■ YOUR TASKS:
A - According to the blog post about running and weight loss, how much weight has the writer lost, and over what period?
B - Pick up the blog post about running and weight loss after its final sentence and keep writing it.

■ SELECTED EXCERPT:
________________

The Virginity Monologues

My Life. The Mistakes I Make. Uncensored.

Tuesday, May 13, 2008

You have come so far, You’ve got so far to go

I have shin splints. It’s from the running. I’ve been running a lot. I’ve discovered a few secrets that I wish I had known the last few times in my life that I attempted to be a runner.

1. I cannot run every day. I absolutely must take a break in between running days. This has proven to be my most effective tool for not burning out with my running.

2. I have to eat within a few hours before I run. I cannot run on nothing. I’ve discovered that the best trick is these 100 calorie balance bars that I eat about a half an hour before I hit the gym. Perfection. Sustenance without being too much. Plus they’re only 2 points. HOT.

All total, I’ve lost 12 pounds. In 4 weeks. I’m ahead of myself to make my goal by December, but I figure its going to slow down at some point. Plus, I’m not going to have this level of will power forever. At some point I’m going to stop believing that Diet Coke is an acceptable alternative to a chocolate milkshake and that my movie theater popcorn is desperately in need of some butter.

________________

Referring expression pointing data:
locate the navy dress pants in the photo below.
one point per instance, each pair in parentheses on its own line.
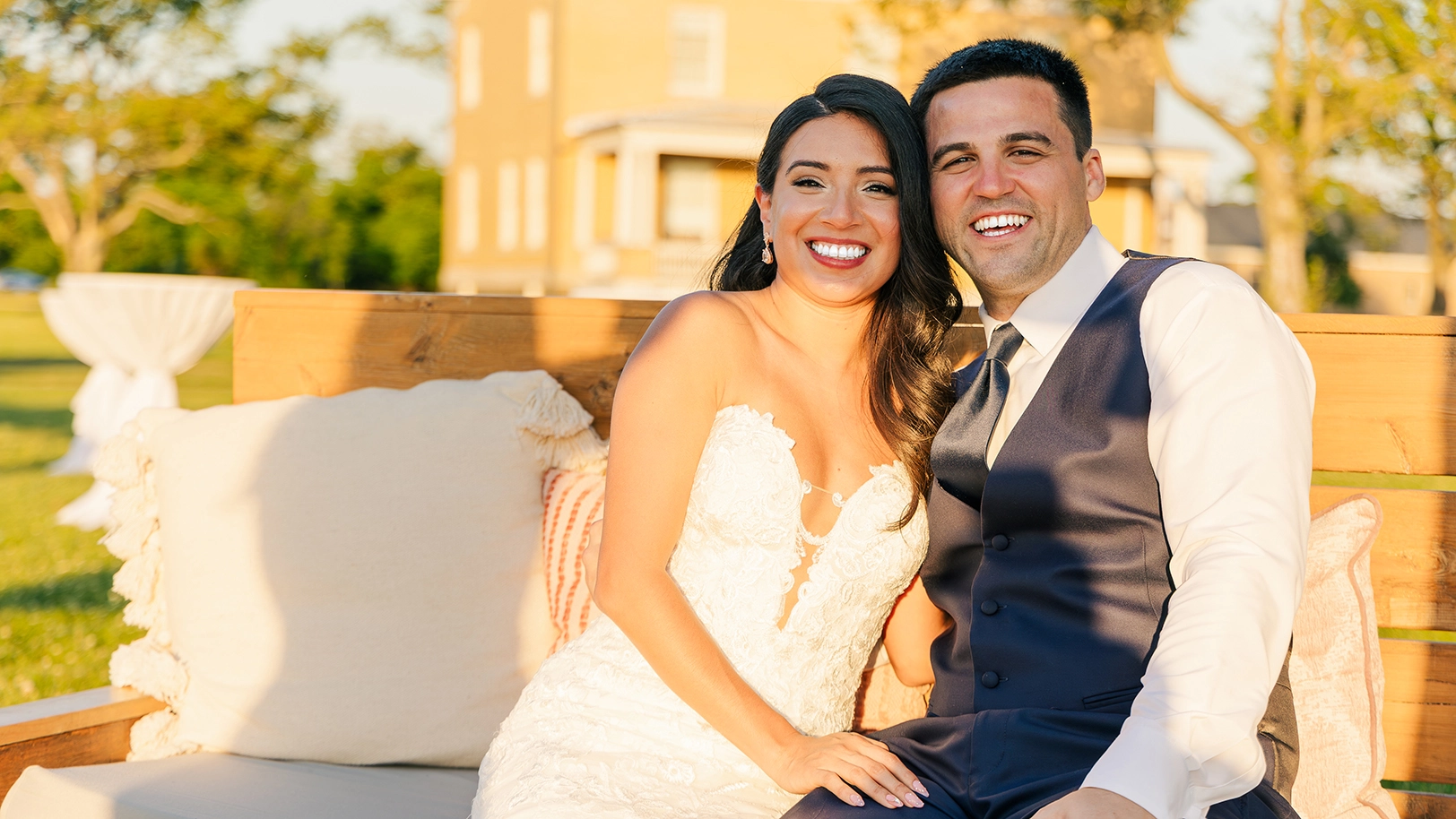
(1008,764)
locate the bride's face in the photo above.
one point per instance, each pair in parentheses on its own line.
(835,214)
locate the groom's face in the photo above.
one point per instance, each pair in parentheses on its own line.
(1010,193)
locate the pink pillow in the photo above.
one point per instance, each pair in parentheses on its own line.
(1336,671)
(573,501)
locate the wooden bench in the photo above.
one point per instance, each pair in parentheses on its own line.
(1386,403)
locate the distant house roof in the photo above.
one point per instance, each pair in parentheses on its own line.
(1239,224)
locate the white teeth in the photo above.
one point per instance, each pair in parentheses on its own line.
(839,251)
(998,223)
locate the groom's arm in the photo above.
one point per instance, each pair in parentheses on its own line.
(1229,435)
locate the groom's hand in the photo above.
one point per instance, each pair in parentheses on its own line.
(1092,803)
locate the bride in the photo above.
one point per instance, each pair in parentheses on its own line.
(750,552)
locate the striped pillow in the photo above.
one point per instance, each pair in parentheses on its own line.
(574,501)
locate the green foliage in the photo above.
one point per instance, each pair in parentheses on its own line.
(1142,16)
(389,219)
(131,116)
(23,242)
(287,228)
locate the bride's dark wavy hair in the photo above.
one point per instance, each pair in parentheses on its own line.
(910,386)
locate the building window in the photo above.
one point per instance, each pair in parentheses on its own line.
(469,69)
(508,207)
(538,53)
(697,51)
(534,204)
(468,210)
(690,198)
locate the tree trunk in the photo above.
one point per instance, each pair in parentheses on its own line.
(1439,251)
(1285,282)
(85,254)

________________

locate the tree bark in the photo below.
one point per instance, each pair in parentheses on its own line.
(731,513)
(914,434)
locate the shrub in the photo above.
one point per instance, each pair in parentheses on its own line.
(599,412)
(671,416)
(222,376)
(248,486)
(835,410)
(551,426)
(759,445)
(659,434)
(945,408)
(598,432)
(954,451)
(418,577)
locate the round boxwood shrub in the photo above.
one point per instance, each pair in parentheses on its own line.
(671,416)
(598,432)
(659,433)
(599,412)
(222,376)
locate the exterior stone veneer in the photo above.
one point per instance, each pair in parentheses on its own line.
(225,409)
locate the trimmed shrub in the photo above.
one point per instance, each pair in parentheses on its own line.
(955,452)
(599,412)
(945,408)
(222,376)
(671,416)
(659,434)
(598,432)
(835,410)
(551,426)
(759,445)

________________

■ ANSWER SET:
A - 12 pounds in 4 weeks.

B -
Overall, things are going well. I’m seeing a new therapist that I adore and has declared herself to have great faith in me and is incredibly solution oriented. I like her spunk and her youthfulness and that I feel very safe with her.

However, I’m not going to lie. I’m in a bit of a rough patch. For one thing, I’m hungry all the time. ALL THE DAMN TIME. I feel like no matter how much I eat, I could still eat a TON more. Its unpleasant.

And there’s something else I can’t identify. I’m feel… unsettled. Almost all my thoughts these days are preoccupied with the idea of going on a date, holding a hand, or running my hand across a bare back. I long for a crush, SOMETHING to occupy my mind, so I’ll stop thinking about Oscar. In my head, I know I’m not really willing or ready to date at this point. The rest of me is aching for affection. It’ll pass, right? I just have to get through a few tough weeks, right?